--- Input records ---
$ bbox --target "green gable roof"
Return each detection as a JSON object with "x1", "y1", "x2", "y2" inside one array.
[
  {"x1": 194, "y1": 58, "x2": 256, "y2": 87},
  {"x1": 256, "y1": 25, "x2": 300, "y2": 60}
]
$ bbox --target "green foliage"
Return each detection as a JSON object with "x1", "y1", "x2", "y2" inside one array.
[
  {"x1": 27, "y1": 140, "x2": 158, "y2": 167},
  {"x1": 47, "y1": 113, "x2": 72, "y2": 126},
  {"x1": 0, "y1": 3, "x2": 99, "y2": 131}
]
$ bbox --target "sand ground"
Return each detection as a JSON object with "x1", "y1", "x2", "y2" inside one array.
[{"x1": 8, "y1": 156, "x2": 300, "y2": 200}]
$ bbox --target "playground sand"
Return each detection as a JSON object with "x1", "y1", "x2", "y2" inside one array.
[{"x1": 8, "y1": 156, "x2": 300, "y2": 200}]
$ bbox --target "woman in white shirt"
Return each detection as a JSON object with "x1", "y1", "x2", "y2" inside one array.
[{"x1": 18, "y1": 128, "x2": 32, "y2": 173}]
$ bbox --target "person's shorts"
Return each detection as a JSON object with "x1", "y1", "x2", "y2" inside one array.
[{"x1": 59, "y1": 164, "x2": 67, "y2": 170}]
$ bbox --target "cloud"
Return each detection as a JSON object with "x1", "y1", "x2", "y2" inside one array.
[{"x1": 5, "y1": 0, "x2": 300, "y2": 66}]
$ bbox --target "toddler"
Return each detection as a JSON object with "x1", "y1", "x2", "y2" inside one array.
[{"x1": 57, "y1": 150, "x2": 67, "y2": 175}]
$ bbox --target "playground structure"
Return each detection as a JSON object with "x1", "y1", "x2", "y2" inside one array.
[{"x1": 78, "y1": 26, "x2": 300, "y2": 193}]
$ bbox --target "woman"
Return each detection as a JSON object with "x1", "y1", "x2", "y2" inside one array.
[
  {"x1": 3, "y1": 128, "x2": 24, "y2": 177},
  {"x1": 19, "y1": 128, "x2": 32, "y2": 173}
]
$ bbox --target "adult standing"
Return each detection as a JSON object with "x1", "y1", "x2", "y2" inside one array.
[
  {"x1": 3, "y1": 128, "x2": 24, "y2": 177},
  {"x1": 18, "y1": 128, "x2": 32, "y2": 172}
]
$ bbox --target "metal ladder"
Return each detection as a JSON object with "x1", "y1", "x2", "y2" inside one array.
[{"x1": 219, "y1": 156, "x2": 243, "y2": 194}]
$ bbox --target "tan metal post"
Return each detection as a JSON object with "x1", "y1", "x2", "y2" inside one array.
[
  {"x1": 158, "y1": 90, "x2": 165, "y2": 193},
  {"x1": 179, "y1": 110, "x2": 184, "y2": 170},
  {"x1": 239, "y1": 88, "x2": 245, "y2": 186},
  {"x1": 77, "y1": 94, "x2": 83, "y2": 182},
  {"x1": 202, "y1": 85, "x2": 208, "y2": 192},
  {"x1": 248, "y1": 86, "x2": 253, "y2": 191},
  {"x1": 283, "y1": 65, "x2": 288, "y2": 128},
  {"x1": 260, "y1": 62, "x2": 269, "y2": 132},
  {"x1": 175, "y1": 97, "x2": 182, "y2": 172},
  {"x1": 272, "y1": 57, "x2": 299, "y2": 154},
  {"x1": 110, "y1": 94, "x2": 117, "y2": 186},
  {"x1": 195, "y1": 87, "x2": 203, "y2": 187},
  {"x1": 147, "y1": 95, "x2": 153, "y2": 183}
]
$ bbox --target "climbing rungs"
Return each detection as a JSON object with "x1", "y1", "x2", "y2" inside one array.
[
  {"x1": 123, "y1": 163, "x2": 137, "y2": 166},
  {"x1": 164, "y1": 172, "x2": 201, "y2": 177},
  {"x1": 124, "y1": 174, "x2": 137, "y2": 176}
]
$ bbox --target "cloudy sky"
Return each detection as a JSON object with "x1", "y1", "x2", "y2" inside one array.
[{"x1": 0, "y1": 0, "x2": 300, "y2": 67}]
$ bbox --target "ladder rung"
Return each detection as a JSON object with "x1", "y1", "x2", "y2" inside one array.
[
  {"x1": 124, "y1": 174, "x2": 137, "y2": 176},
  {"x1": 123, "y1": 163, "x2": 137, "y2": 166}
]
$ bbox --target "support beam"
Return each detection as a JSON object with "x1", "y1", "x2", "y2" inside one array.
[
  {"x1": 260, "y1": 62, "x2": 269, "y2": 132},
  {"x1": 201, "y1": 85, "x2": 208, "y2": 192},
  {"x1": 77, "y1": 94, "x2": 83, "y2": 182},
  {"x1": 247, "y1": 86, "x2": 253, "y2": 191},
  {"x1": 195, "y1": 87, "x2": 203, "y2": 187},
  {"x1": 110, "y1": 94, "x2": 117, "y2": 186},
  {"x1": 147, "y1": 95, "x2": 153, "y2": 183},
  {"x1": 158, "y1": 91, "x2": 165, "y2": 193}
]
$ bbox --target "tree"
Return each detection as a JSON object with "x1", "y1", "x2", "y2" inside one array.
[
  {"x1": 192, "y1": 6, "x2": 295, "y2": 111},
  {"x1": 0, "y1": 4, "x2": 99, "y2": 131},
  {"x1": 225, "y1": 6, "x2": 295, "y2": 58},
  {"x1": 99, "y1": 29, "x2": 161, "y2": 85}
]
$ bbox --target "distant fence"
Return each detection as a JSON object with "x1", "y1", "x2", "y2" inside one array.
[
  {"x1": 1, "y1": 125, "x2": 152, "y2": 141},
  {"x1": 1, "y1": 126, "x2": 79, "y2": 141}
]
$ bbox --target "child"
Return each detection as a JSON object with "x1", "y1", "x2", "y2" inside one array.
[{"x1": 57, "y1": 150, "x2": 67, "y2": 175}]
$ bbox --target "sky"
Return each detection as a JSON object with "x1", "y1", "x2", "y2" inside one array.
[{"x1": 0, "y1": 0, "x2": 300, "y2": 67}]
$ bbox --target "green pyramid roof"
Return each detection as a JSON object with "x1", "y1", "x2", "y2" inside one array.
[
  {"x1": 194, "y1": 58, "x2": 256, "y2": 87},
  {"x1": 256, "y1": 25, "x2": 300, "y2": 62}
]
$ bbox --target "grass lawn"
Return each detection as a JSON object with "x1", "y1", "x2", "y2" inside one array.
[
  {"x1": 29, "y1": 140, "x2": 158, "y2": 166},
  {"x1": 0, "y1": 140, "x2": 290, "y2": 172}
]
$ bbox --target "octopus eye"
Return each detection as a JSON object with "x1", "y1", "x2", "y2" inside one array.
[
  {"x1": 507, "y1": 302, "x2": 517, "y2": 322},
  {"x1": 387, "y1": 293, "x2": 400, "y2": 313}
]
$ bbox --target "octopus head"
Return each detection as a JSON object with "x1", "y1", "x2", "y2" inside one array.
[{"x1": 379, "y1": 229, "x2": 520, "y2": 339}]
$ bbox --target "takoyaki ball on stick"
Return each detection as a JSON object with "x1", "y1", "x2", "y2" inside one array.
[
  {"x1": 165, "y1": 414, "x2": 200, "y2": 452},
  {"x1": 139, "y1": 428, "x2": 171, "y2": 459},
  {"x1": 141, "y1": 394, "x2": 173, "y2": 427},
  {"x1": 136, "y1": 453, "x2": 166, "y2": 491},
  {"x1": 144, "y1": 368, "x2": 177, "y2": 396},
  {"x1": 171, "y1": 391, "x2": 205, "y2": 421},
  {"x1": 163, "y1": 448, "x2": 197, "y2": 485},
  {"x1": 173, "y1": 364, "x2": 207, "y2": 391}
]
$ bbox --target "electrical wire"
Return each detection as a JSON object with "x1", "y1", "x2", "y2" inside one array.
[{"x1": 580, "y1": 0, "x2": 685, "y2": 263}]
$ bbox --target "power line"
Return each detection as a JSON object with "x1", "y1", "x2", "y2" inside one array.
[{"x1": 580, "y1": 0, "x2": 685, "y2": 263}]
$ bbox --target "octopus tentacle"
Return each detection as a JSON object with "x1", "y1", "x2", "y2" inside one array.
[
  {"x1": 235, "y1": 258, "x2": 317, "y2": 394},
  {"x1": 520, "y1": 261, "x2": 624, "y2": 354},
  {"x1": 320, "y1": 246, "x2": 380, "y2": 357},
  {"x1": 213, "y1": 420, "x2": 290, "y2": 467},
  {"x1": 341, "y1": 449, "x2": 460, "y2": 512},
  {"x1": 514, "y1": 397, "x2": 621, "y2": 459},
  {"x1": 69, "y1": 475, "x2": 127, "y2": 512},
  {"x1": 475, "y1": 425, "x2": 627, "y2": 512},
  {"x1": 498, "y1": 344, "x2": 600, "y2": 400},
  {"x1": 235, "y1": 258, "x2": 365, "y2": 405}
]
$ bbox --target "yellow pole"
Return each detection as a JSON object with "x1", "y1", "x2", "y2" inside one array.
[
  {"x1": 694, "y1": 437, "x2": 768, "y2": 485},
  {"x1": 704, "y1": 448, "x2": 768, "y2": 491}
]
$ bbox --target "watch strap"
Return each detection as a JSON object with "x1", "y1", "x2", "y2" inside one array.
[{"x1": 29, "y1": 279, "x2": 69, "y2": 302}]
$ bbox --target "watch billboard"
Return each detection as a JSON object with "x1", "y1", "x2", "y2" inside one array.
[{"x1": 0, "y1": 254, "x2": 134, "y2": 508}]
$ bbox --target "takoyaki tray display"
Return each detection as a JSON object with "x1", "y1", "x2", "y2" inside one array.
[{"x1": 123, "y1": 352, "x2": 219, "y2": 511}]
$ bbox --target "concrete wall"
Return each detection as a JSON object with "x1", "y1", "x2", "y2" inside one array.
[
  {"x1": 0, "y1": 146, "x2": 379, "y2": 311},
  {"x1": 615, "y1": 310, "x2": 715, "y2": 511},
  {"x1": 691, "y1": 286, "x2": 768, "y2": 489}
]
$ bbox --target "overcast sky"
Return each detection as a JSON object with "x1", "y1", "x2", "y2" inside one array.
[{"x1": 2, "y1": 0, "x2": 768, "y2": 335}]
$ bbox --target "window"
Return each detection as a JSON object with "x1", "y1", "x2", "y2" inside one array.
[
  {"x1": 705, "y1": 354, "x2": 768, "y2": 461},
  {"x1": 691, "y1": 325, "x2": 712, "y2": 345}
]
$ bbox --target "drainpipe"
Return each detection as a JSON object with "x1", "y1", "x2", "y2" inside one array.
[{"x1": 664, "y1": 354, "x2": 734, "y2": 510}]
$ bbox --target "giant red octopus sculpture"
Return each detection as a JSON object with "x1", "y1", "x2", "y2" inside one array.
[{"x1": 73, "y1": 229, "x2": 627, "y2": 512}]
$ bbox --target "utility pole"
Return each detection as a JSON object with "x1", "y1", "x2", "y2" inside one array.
---
> **Your objective**
How many lines of the records above contain the word "woman"? Reply with the number alone.

> **Finished task**
2